■ **What the exercise asks**:
Pull out each row below that contains the word "christmas", and copy those rows in full.

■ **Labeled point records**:
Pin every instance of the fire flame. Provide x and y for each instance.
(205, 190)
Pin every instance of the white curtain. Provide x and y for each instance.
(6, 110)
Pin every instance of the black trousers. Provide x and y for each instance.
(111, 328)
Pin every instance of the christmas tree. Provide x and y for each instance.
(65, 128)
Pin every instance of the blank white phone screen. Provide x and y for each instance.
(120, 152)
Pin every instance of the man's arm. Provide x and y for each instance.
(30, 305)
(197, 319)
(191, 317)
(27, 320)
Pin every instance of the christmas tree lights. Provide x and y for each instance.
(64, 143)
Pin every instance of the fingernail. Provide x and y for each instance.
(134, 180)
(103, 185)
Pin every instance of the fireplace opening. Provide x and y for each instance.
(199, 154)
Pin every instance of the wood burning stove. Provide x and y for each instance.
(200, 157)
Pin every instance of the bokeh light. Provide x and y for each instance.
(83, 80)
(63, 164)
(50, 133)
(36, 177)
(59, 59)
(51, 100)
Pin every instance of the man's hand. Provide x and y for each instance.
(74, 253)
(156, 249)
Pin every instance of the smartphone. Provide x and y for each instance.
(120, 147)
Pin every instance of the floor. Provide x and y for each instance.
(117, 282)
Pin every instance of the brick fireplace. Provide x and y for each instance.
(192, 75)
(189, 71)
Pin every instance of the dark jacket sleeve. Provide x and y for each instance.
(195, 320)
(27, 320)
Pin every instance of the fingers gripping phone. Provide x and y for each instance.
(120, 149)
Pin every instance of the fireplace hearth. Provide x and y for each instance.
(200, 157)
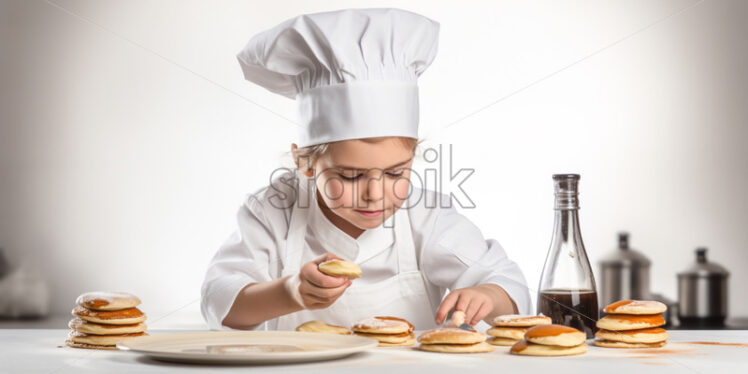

■ **Correct output**:
Pin every instance of the christmas tree. Provide x and y for each instance.
Pin every instance of the christmas tree lights. Provide x and y for each instance.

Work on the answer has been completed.